EXERCISE TEXT

· · ·

# Videos > Instructional Videos >  Best homemade fire starter tinder I've found

## Wiggy

I used these at my last hunting camp and they were a life saver. Nothing but soaking wet wood to burn due to three days of hard rain before arriving at camp and no time to look for or make dry wood. They're very water resistant and give a nice, tall, and long lasting flame which is needed to get a fire going when it's all soaked. It may take a minute for it to really get going, but when it does, it's tough to put out. Burn time is about 10 minutes. 




Just a side note, I tried using half a cotton ball, but the results weren't nearly as good. Seems a full cotton ball is needed to get a good burn time and flame height.

----------


## softpoint

good idea. enjoyed the vid.

----------


## Coppercup

Great! You just let the cat out of the bag! That was one of my best "Wisdom of the ages, weedcraft secrets". Now everyone will know about it and I will be relegated to the dust bin of old guys that walk around in the weeds. Since you have the time and the video capabilities, how about showing the second best homemade fire starter using gunpowder and acetone? Might as well let it all hang out there for people to see and learn, I guess that is what this forum and website is all about. Good job on the video by the way, no George Lucas, but way better than I could do. I think Lucas would have used a little tannerite and a bucket of diesel for that showy, over the top effect. Nothing like a good house sized ball of fire to "sear" the method/technique into memory.

----------


## Wise Old Owl

Well thought out. Glad you put that together.

· · ·

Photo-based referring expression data
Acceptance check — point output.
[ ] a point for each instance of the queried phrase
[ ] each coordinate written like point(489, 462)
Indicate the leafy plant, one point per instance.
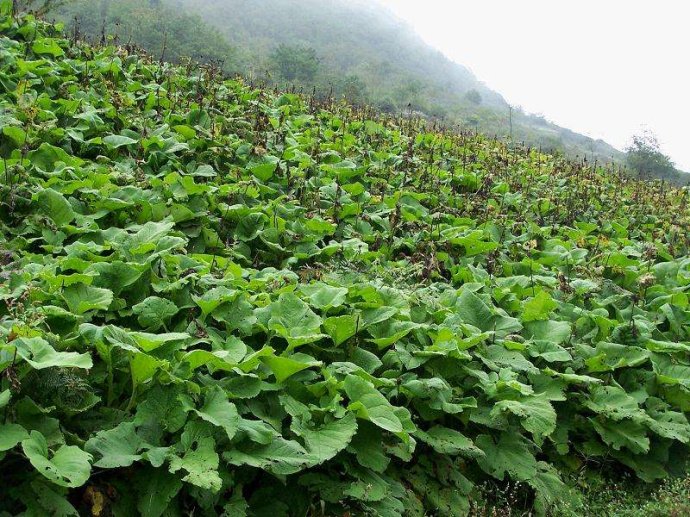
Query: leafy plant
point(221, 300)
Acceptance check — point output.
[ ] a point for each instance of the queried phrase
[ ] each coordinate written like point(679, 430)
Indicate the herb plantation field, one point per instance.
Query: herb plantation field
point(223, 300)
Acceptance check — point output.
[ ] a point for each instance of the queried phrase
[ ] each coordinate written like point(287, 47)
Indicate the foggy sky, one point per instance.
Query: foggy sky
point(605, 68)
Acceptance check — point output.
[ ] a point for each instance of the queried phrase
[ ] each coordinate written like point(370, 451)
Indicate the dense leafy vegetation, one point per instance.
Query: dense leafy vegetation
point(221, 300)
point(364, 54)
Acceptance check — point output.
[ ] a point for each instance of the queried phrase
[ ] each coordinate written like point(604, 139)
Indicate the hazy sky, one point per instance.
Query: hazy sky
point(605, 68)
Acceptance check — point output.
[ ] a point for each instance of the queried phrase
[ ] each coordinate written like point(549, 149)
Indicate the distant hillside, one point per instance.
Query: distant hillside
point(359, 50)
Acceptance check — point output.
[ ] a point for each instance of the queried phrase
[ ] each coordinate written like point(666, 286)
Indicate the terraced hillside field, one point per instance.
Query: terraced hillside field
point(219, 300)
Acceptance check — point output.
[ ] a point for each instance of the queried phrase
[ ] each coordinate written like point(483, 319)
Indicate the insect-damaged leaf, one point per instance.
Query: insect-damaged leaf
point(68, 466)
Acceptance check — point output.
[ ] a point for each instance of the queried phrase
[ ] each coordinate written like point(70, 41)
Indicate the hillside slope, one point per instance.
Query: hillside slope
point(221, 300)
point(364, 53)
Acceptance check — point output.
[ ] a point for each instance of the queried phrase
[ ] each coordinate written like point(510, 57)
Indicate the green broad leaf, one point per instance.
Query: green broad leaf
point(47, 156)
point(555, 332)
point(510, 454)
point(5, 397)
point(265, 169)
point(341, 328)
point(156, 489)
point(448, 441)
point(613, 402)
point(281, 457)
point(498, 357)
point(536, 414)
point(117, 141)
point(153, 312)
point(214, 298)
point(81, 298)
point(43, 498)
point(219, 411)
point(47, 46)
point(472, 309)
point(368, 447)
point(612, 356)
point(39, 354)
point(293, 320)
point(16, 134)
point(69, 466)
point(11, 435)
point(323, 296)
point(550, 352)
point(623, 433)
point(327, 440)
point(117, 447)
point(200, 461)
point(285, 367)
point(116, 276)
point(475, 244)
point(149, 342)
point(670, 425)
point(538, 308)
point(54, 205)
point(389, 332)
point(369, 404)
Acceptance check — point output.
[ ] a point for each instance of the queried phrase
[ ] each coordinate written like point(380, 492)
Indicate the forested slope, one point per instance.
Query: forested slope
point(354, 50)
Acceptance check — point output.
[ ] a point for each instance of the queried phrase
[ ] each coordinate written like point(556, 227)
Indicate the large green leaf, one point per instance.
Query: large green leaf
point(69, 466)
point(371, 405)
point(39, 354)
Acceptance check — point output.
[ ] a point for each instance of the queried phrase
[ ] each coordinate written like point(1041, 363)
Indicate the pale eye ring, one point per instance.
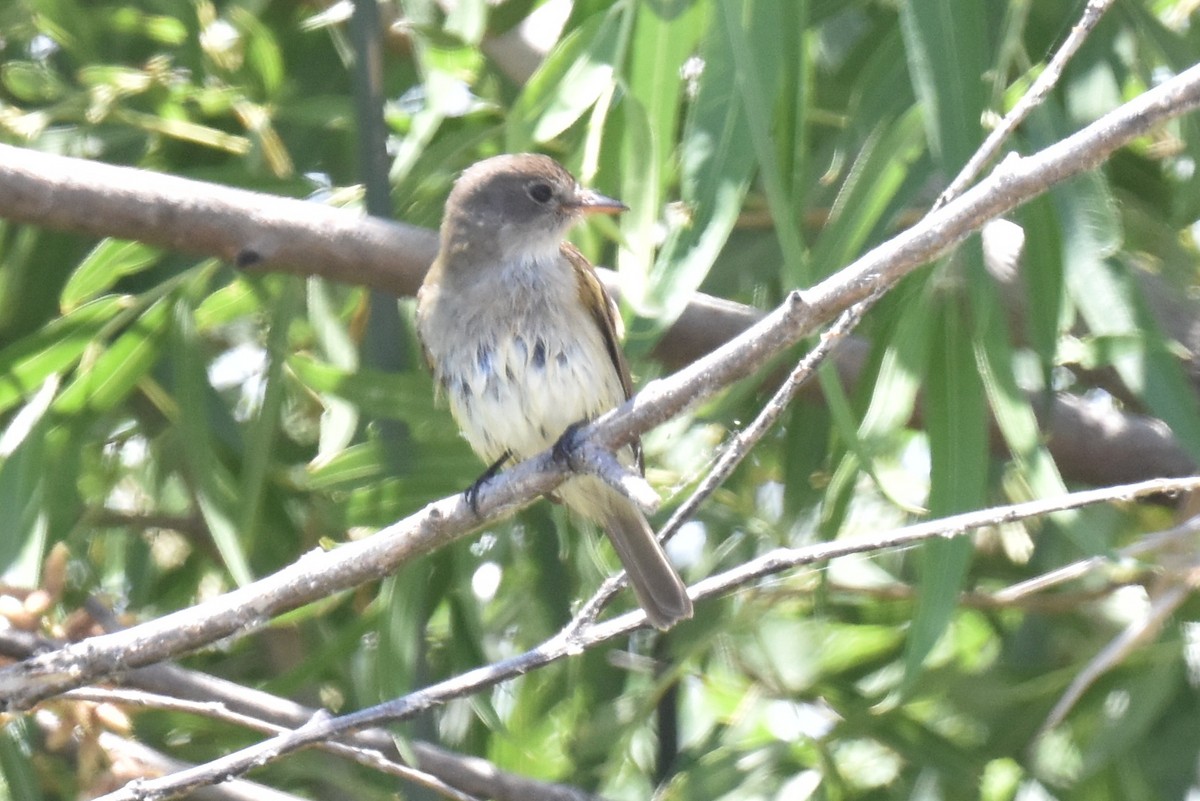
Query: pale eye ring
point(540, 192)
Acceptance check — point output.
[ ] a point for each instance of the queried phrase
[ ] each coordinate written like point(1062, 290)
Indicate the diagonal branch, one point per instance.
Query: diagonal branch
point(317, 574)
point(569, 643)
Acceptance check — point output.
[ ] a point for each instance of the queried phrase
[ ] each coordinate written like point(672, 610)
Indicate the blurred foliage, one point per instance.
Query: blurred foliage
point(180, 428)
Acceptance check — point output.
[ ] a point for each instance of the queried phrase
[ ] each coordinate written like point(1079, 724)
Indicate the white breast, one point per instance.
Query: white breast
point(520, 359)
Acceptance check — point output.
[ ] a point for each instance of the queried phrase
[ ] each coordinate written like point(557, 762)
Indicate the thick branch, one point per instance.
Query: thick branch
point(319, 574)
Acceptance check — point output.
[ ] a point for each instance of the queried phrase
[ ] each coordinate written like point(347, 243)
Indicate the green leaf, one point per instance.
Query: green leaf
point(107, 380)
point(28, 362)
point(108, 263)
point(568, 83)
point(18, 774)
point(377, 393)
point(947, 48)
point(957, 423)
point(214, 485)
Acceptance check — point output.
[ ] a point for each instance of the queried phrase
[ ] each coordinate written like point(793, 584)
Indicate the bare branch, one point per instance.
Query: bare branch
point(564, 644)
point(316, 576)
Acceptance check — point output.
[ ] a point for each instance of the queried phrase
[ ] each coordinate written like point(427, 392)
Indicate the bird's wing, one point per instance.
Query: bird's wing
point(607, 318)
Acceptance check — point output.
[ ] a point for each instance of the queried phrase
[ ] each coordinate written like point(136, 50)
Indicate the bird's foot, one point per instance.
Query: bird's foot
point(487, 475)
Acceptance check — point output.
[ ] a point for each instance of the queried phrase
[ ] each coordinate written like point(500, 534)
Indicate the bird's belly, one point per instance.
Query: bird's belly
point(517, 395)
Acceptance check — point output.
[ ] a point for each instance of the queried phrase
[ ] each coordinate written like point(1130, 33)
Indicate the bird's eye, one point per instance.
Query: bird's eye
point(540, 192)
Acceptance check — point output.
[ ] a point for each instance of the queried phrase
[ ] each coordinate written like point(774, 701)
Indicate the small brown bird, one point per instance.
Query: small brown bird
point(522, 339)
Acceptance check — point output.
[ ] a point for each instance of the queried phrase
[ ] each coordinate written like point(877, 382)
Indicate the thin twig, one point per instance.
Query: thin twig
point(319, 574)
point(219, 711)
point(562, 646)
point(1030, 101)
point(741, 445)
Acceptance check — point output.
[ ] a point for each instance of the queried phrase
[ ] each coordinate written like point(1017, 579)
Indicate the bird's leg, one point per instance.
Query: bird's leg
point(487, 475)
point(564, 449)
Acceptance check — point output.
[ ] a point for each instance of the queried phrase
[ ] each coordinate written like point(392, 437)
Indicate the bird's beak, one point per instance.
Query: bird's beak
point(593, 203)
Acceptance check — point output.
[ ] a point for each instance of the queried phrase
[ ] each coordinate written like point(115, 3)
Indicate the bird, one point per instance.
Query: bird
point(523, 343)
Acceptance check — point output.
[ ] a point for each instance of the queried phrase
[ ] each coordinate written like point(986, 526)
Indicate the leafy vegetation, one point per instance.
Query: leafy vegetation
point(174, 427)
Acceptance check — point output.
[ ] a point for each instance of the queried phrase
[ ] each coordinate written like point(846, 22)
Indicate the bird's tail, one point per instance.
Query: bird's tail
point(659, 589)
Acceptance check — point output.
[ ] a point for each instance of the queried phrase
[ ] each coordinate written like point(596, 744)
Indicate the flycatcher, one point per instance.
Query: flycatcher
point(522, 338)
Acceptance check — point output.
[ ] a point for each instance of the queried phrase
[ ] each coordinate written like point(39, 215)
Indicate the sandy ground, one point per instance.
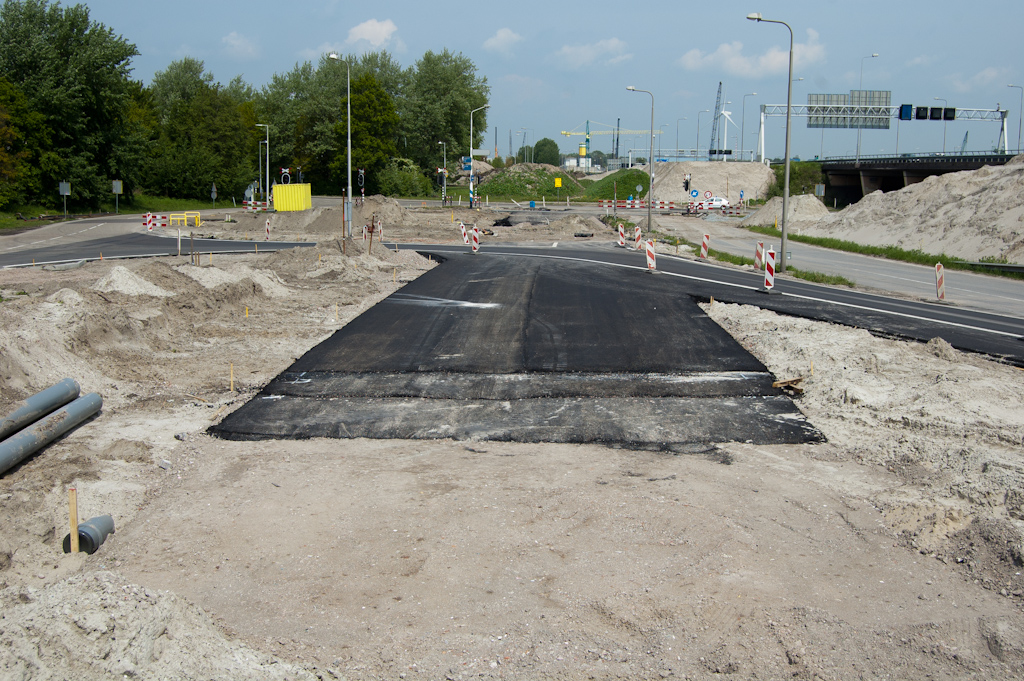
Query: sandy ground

· · ·

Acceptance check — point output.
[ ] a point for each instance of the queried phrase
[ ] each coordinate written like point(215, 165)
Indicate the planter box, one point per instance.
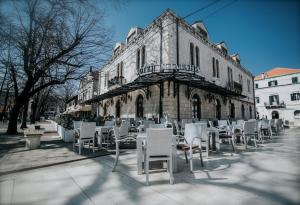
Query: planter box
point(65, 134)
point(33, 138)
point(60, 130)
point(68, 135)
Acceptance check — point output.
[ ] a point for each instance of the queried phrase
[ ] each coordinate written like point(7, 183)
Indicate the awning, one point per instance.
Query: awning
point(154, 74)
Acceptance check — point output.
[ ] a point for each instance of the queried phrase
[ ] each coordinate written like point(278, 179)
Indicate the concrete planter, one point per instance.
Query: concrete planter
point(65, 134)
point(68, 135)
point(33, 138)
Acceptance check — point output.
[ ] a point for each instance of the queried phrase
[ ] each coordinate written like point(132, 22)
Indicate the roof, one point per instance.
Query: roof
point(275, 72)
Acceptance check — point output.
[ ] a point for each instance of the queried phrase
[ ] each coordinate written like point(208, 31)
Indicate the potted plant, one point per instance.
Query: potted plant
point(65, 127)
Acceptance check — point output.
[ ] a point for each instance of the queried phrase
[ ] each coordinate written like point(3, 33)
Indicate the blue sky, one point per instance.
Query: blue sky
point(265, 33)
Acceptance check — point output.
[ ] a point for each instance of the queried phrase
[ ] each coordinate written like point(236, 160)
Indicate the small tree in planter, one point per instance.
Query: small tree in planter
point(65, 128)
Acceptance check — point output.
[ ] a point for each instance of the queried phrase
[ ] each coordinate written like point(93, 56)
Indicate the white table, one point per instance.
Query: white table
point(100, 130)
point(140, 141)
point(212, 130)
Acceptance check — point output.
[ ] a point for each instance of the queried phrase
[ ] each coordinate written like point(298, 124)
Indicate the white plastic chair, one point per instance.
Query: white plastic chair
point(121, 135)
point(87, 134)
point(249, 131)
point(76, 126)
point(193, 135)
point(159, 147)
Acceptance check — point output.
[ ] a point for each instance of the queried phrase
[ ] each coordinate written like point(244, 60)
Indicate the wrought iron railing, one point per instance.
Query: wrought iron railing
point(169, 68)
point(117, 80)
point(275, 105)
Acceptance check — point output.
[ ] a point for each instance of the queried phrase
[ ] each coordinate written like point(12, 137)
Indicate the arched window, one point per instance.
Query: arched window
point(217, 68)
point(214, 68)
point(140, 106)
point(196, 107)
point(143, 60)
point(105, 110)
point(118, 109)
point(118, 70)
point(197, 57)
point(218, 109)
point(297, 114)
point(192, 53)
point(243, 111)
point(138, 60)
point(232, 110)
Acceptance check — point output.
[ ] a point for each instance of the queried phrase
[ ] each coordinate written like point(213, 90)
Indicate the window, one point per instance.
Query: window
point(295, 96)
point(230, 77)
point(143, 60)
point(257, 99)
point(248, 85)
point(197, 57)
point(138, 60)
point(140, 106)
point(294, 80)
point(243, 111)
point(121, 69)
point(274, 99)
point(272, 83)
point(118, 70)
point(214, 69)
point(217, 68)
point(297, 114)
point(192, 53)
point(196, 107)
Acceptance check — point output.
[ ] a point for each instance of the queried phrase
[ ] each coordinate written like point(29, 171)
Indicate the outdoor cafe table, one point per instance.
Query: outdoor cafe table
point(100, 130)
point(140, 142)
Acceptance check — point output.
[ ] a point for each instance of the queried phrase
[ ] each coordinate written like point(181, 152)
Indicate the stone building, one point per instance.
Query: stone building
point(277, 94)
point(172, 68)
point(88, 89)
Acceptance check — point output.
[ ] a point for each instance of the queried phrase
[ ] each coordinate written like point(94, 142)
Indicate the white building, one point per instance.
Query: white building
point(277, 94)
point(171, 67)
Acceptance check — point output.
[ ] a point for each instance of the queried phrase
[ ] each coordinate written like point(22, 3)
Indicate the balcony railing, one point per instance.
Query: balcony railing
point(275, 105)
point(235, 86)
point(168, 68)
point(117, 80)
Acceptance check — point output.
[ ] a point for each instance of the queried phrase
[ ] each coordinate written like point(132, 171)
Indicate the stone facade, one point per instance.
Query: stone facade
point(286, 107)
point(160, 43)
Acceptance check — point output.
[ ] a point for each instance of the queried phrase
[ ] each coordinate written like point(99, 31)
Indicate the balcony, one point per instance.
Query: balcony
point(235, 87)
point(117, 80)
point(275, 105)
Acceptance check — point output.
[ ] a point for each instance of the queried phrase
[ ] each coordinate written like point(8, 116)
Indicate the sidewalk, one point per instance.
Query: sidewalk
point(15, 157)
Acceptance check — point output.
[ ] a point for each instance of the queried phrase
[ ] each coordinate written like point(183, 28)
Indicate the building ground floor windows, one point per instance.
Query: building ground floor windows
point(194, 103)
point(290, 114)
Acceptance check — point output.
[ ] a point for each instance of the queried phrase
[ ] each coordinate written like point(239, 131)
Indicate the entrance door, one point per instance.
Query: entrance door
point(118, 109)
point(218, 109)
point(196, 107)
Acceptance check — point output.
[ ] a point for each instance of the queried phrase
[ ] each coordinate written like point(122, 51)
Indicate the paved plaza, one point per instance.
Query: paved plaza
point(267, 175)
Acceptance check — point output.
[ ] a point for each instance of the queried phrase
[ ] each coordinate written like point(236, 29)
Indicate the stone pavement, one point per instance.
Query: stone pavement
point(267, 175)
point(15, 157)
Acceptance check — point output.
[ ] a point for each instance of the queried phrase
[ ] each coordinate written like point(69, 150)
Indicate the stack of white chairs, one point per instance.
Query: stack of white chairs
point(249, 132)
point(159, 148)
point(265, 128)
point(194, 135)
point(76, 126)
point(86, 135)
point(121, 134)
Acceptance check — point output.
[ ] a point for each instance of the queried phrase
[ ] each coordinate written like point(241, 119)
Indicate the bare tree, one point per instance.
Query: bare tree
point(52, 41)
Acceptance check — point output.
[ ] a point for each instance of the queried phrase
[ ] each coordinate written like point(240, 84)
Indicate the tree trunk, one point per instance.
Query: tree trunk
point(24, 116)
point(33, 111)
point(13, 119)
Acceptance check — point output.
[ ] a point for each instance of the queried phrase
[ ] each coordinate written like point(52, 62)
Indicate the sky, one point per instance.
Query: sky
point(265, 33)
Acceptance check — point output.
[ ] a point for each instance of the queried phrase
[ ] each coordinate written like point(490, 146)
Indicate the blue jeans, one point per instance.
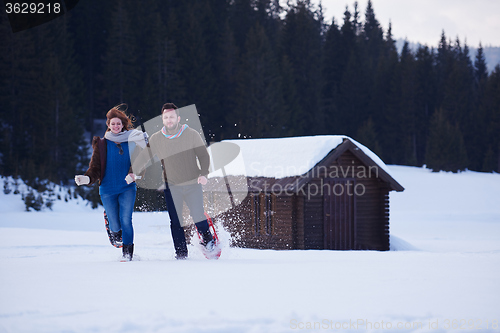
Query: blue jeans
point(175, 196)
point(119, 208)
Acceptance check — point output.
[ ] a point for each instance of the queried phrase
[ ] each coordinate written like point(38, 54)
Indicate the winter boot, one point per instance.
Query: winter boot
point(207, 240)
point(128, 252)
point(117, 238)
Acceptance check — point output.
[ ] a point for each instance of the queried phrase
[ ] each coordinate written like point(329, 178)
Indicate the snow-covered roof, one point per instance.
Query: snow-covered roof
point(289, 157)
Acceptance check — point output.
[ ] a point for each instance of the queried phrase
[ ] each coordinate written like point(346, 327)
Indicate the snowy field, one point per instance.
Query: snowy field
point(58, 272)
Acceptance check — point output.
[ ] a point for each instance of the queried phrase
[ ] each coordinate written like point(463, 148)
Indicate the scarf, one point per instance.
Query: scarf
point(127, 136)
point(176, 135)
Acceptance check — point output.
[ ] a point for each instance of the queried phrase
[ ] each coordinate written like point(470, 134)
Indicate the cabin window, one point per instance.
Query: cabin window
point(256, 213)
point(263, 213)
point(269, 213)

· · ·

WHAT THE TASK ASKS
Give the username of every person who posted in the forum thread about homemade fire starter tinder, in the order their posts appear.

FINAL ANSWER
Wiggy, softpoint, Coppercup, Wise Old Owl